> [To be done]:
Quote the data below in full, please, without altering anything.

----- Records provided

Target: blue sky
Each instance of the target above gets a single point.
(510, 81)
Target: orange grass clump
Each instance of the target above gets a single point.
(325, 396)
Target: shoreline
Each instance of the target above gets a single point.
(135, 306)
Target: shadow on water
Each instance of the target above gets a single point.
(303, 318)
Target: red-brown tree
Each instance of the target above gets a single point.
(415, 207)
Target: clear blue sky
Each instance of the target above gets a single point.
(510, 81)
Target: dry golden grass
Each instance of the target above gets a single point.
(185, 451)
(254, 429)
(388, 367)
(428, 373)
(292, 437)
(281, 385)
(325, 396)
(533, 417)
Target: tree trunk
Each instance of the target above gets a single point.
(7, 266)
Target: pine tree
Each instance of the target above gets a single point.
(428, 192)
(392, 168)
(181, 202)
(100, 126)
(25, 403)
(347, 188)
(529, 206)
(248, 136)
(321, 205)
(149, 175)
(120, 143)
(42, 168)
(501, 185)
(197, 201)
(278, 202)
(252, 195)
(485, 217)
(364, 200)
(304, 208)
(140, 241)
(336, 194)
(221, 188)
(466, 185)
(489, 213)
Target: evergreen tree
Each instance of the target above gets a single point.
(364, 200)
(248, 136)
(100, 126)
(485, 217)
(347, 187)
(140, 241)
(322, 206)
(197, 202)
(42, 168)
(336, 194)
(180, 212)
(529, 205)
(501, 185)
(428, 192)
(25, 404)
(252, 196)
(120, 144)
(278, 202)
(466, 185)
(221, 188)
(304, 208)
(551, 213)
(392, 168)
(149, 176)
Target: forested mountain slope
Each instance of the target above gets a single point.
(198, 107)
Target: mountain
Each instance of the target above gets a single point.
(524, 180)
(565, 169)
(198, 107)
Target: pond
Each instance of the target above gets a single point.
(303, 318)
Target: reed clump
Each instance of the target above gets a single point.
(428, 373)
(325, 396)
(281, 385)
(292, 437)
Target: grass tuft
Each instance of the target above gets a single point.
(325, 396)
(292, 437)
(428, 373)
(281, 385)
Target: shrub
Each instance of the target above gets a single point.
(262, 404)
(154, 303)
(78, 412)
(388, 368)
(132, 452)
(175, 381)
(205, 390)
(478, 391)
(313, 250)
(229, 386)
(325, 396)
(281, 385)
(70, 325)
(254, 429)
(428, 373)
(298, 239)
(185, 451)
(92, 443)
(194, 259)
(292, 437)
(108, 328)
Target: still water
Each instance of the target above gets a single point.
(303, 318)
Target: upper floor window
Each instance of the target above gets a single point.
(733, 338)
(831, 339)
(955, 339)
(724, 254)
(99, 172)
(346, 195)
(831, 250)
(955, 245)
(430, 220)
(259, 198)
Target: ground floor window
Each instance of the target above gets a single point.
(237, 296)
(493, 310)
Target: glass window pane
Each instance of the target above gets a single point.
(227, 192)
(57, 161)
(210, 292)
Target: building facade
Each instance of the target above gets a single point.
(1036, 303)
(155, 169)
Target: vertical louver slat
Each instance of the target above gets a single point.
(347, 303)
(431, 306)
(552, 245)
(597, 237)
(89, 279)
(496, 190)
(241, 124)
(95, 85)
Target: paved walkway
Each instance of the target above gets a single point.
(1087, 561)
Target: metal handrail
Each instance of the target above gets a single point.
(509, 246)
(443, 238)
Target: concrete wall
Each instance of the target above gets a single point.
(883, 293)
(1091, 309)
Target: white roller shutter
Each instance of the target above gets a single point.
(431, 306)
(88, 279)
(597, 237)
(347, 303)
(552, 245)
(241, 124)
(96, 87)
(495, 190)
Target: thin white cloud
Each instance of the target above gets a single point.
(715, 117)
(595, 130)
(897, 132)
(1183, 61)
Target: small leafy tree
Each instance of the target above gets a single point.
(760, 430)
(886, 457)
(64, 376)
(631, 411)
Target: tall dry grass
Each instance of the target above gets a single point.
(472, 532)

----------

> [Task solution]:
Target: blue sky
Each instance of the target above gets a single point.
(510, 81)
Target: orange grass clump
Each instance of the target above gets a single point.
(325, 396)
Target: shoreline
Each instance of the target above gets a single point.
(135, 306)
Target: shadow on water
Each instance of the target above gets a single point.
(303, 318)
Target: red-brown tree
Each instance of the target above gets a single point.
(415, 207)
Target: clear blue sky
Each instance of the target above gets a single point.
(510, 81)
Target: dry golden grass
Each instance of the target above gets a single point.
(185, 451)
(254, 429)
(388, 367)
(428, 373)
(292, 437)
(281, 385)
(325, 396)
(533, 417)
Target: tree trunk
Each instance of the target above gets a single point.
(7, 266)
Target: pine tree
Each instance of the target above gets a single point.
(428, 192)
(392, 168)
(181, 202)
(100, 126)
(25, 403)
(347, 188)
(529, 206)
(248, 136)
(321, 205)
(149, 175)
(120, 143)
(42, 168)
(501, 185)
(197, 201)
(278, 202)
(252, 195)
(485, 217)
(364, 200)
(304, 208)
(140, 241)
(336, 194)
(221, 188)
(466, 185)
(489, 213)
Target: evergreen tree
Each instance of the target above gets a single point.
(364, 200)
(248, 136)
(100, 126)
(485, 217)
(347, 187)
(140, 241)
(322, 206)
(197, 202)
(42, 168)
(336, 194)
(180, 212)
(529, 205)
(501, 185)
(428, 192)
(25, 404)
(252, 196)
(120, 144)
(278, 202)
(466, 185)
(221, 188)
(304, 208)
(551, 213)
(392, 168)
(149, 176)
Target: forested mountain slope
Each instance of the target above gets a single point.
(198, 107)
Target: mountain
Each instance of the target above gets a single point.
(524, 180)
(565, 169)
(198, 107)
Target: pond
Each instance of the target above gets a single point.
(303, 318)
Target: reed clump
Each instance of the target above gets a single point.
(428, 373)
(325, 396)
(281, 385)
(292, 437)
Target: grass tuft
Each instance of the target above gets a single point.
(325, 396)
(292, 437)
(428, 373)
(281, 385)
Target: shrub
Each instance of the target above gets a single point.
(262, 404)
(154, 303)
(78, 412)
(388, 368)
(132, 452)
(175, 381)
(205, 390)
(478, 391)
(313, 250)
(229, 386)
(325, 396)
(281, 385)
(70, 325)
(254, 429)
(428, 373)
(298, 239)
(185, 451)
(92, 443)
(194, 259)
(292, 437)
(108, 328)
Target: still water
Each instance of the target above gets a single point.
(303, 318)
Target: upper floor window
Each instance of the target above gets a single point.
(733, 338)
(831, 339)
(955, 339)
(724, 254)
(99, 172)
(346, 195)
(831, 250)
(955, 245)
(430, 220)
(259, 198)
Target: ground floor window
Each instance of the target above gets a single point.
(237, 296)
(493, 310)
Target: glass window pane
Each instance of the target above gets a single point.
(227, 192)
(57, 161)
(210, 292)
Target: building facade
Each instance of the target above gets a single point.
(1036, 303)
(155, 169)
Target: vertical louver slat
Each instance of the target above gets a single point.
(347, 303)
(431, 306)
(552, 245)
(597, 237)
(89, 279)
(496, 190)
(241, 124)
(95, 85)
Target: paved walkway
Each instance of the target above gets a single point.
(1087, 561)
Target: metal handrail
Each instance of the target above gets a single point.
(509, 246)
(443, 238)
Target: concrete wall
Each instance of the target above gets a single point.
(883, 293)
(1091, 309)
Target: white roller shutter
Each instance of the target above gets a single point.
(431, 306)
(88, 279)
(597, 237)
(347, 303)
(552, 245)
(241, 124)
(96, 87)
(495, 190)
Target: thin white cloud
Each instance of the target above gets a single point.
(715, 117)
(595, 130)
(897, 132)
(1183, 61)
Target: small leafy tree
Each instance of the target above gets a single point.
(760, 430)
(886, 457)
(64, 376)
(631, 411)
Target: tall dry grass
Each instance of the target above gets a single point.
(472, 532)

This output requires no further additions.